OBJETIVO DECLARADO A
Reproduza literalmente as linhas da listagem, desde a linha que contém "The component shall locate the black face" até o fim da listagem, incluindo essa primeira linha e a última.

TRECHO FORNECIDO
= = = = = = =
Aduziram que se trata de abuso de autoridade “configurado diante da indevida e ilegal penhora de ativos financeiros e patrimoniais, acima de R$ 10.000.000,00, suplantando o próprio capital social de R$ 2.000.000,00 (doc. 7) da empresa DOAL INDÚSTRIA E COMÉRCIO LTDA. Vale frisar, ademais, que a indisponibilidade determinada recaiu sobre a empresa DOAL INDÚSTRIA E COMÉRCIO LTDA. que nem parte do processo executivo é, já que não figurou como parte na fase de conhecimento, na forma do § 5º, do art. 513, do NCPC e entendimento exarado no RECURSO EXTRAORDINÁRIO COM AGRAVO Nº 1.160.363/SP, Rel. Ministro GILMAR MENDES, DJe 14/09/2021, transitado em julgado em 06/10/2021” (Id 4717294, p. 7).

Argumentaram que “os fatos narrados revelam que não se trata de mero erro judiciário ou mero erro de interpretação das normas vigentes, mas de uma conduta deliberada que visa, apenas, beneficiar os Exequentes, demonstrando intolerável parcialidade e abuso de poder”, sendo que o que corrobora a parcialidade é a determinação de restrição da visibilidade da decisão judicial até que a medida constritiva fosse integralmente cumprida.

Requereram, liminarmente, a imediata sustação dos efeitos das ordens de bloqueio on-line decorrentes da decisão de fls. ID. 91a02be – Pág. 1/17 (ibidem doc. 8) proferida na ATOrd nº 0011602-57.2015.5.15.0086. Ademais, pretendem a apuração dos fatos narrados e instauração do processo administrativo disciplinar, bem como seja representado o Ministério Público do Trabalho.
= = = = = = =
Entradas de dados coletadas
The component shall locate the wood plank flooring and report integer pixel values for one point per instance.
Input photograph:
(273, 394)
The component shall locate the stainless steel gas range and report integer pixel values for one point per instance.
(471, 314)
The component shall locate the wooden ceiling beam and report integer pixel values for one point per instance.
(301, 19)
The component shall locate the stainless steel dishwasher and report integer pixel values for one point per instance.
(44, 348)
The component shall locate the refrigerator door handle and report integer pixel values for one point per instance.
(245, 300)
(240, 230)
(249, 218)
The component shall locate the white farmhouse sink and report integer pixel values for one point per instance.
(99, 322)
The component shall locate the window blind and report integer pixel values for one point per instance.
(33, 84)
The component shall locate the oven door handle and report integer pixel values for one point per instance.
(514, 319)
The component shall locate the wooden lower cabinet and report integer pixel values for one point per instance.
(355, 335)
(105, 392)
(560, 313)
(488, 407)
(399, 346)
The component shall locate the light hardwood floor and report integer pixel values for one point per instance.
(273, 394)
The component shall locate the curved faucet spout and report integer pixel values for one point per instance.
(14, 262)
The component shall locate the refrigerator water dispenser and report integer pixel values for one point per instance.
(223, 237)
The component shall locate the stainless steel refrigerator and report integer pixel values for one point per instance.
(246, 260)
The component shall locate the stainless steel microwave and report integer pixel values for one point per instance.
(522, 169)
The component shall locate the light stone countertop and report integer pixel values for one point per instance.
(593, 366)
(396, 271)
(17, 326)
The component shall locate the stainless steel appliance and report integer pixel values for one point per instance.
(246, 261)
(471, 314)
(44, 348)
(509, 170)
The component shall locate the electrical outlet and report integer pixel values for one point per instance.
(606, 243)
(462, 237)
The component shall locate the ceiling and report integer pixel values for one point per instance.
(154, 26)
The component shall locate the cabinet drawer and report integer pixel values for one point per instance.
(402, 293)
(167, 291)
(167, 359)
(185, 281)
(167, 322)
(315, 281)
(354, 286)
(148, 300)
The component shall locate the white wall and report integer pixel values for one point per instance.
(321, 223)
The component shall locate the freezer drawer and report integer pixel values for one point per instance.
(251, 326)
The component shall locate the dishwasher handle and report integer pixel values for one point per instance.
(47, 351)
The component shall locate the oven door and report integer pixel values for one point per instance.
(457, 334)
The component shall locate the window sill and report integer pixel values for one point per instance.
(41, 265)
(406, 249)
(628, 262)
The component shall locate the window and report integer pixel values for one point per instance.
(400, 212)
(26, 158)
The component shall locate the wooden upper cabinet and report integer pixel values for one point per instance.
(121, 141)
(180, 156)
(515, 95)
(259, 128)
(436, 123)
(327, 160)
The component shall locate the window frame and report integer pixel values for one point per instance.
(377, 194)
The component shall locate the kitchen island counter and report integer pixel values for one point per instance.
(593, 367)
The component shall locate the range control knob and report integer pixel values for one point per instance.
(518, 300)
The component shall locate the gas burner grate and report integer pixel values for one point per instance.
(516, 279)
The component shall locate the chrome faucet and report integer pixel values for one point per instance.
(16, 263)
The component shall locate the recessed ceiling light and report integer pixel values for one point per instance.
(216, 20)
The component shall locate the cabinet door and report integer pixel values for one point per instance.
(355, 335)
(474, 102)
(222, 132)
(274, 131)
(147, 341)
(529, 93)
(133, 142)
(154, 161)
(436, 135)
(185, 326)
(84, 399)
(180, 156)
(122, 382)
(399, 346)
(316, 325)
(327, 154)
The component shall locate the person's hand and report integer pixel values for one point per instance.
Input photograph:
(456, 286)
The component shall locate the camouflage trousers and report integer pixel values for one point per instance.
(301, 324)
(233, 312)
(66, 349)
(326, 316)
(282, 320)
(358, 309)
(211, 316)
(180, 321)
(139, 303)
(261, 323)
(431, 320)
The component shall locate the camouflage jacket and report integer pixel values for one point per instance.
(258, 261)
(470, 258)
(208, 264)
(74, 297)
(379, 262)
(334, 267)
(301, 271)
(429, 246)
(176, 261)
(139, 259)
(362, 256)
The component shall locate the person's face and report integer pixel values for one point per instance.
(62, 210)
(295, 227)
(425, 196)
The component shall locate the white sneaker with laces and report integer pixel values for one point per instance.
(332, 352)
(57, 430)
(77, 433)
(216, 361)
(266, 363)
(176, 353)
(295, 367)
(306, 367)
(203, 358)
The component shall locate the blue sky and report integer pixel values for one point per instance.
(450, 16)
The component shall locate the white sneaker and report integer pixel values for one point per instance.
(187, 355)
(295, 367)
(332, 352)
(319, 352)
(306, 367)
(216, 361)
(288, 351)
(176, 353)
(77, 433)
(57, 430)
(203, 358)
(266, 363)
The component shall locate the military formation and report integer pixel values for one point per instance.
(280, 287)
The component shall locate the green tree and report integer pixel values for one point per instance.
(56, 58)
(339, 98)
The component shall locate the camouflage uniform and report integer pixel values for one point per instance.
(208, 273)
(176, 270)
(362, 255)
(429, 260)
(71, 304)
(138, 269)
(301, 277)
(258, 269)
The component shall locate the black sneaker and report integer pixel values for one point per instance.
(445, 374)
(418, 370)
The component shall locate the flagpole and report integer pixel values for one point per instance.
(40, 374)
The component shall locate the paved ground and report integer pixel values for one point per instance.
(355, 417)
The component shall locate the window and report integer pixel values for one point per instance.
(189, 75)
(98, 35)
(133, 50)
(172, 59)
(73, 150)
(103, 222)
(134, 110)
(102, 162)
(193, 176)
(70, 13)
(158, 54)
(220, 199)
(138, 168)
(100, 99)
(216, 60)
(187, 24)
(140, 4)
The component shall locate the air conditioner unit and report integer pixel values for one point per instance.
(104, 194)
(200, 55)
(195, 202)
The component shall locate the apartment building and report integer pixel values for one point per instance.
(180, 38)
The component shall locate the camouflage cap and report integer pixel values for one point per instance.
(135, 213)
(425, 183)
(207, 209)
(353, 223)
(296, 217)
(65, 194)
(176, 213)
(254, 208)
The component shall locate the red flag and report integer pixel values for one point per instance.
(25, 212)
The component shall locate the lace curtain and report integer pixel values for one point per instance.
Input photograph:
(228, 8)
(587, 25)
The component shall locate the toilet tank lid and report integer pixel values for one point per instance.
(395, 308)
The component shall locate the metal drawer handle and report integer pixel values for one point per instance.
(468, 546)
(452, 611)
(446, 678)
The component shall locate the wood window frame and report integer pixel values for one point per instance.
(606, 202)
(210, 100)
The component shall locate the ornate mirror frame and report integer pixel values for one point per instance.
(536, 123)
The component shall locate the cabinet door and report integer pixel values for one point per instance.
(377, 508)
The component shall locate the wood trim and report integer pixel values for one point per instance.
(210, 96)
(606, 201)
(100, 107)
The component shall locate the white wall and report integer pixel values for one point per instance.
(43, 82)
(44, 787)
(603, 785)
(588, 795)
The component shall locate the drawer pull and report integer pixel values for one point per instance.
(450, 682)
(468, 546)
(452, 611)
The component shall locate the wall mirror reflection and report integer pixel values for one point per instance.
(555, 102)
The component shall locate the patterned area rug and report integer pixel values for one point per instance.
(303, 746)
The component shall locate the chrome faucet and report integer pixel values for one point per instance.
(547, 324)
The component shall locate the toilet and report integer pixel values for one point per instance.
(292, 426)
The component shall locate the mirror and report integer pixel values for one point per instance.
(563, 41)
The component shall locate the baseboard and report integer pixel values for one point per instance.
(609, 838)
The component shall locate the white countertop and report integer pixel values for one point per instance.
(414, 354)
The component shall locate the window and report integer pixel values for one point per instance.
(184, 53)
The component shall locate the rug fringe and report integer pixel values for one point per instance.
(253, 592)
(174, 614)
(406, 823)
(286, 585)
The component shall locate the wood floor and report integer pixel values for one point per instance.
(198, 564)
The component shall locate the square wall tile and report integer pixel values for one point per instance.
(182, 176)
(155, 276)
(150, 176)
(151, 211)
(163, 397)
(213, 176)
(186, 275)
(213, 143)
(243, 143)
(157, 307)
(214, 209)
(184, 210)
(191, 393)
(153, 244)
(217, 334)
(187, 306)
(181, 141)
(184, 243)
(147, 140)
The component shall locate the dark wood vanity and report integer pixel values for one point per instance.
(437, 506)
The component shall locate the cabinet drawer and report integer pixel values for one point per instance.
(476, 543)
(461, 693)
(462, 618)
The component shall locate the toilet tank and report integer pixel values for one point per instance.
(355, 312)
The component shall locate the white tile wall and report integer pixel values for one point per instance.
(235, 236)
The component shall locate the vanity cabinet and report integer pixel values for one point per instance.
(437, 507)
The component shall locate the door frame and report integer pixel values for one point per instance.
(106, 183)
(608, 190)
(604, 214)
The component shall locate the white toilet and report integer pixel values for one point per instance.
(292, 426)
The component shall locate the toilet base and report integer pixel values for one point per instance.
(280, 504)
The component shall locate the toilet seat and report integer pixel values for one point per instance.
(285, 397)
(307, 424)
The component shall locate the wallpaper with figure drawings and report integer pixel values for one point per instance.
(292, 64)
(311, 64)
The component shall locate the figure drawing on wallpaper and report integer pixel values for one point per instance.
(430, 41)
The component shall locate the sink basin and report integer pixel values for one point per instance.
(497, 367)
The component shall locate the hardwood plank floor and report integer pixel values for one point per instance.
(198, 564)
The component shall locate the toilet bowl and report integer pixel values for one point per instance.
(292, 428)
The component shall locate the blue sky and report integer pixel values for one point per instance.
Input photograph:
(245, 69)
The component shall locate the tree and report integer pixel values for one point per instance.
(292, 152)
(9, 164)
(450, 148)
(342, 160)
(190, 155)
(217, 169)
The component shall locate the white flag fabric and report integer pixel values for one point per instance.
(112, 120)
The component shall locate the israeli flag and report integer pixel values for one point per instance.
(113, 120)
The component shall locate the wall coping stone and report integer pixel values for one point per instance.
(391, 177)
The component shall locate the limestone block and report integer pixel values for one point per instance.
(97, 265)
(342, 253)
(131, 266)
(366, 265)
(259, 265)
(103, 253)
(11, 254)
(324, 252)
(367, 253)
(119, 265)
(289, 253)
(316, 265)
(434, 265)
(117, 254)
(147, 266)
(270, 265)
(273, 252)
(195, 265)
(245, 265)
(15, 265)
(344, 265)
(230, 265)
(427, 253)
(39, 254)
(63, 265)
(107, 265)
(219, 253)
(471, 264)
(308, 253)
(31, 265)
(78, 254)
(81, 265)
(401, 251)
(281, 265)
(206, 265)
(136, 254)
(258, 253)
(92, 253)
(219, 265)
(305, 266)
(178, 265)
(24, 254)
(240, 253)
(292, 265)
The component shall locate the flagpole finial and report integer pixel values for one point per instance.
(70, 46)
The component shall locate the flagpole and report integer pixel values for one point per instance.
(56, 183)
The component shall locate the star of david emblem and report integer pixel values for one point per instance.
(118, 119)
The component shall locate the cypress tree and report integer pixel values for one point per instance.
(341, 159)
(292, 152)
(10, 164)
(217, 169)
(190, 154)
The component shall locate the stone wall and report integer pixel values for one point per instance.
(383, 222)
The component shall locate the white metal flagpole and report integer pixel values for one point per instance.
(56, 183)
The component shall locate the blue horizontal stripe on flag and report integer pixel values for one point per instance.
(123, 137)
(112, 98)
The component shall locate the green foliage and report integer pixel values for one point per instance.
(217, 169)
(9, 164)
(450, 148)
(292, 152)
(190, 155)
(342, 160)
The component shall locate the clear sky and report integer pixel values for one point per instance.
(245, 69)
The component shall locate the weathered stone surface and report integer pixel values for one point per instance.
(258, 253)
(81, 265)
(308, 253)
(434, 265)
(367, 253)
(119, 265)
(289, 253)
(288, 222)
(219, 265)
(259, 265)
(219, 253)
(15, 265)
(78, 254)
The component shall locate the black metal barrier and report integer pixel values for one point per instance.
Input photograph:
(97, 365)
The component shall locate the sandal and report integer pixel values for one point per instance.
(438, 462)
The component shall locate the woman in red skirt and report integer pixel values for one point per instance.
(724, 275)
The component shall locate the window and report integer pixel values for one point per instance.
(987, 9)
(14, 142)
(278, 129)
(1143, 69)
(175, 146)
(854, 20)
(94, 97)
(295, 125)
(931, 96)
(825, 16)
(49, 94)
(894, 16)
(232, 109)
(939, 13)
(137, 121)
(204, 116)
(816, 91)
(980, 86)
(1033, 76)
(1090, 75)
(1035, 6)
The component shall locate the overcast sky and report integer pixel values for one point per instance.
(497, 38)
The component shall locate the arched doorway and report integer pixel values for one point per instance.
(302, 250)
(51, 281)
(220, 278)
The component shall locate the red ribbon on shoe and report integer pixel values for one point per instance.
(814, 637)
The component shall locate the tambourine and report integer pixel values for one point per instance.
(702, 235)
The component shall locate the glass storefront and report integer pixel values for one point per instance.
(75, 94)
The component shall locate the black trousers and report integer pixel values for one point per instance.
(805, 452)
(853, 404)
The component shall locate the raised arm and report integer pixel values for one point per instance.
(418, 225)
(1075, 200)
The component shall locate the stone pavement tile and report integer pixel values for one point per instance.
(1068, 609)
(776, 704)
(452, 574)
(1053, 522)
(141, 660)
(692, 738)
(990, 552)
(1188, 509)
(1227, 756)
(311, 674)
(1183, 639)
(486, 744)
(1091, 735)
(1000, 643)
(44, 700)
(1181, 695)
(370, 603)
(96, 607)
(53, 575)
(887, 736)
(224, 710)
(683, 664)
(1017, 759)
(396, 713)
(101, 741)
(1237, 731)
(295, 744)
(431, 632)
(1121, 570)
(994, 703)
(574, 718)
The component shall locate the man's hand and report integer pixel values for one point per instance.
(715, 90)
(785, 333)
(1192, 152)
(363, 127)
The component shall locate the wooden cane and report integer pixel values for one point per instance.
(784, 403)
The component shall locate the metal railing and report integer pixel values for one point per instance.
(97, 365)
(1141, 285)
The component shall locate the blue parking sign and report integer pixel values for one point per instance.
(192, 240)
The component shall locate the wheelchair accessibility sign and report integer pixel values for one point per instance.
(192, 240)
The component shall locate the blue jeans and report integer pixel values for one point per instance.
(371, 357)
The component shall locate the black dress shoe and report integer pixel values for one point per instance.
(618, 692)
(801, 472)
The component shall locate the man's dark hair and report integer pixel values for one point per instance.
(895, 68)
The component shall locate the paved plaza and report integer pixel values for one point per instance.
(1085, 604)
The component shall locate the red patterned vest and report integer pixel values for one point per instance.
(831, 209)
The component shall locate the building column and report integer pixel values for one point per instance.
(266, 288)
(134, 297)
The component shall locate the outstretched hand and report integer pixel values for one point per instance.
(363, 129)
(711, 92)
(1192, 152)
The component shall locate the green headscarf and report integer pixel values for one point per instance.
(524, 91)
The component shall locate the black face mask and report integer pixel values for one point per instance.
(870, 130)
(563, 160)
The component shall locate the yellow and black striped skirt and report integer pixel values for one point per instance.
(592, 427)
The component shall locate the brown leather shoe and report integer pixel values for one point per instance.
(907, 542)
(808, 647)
= = = = = = =
OBJETIVO DECLARADO B
Cite sem alterações a parte do trecho fornecido que vai de "Requereram, liminarmente, a" até "Público do Trabalho.", inclusive.

RESPOSTA CORRETA A
The component shall locate the black face mask and report integer pixel values for one point per instance.
(870, 130)
(563, 160)
The component shall locate the yellow and black striped skirt and report integer pixel values for one point per instance.
(592, 427)
The component shall locate the brown leather shoe and report integer pixel values for one point per instance.
(907, 542)
(808, 647)

RESPOSTA CORRETA B
Requereram, liminarmente, a imediata sustação dos efeitos das ordens de bloqueio on-line decorrentes da decisão de fls. ID. 91a02be – Pág. 1/17 (ibidem doc. 8) proferida na ATOrd nº 0011602-57.2015.5.15.0086. Ademais, pretendem a apuração dos fatos narrados e instauração do processo administrativo disciplinar, bem como seja representado o Ministério Público do Trabalho.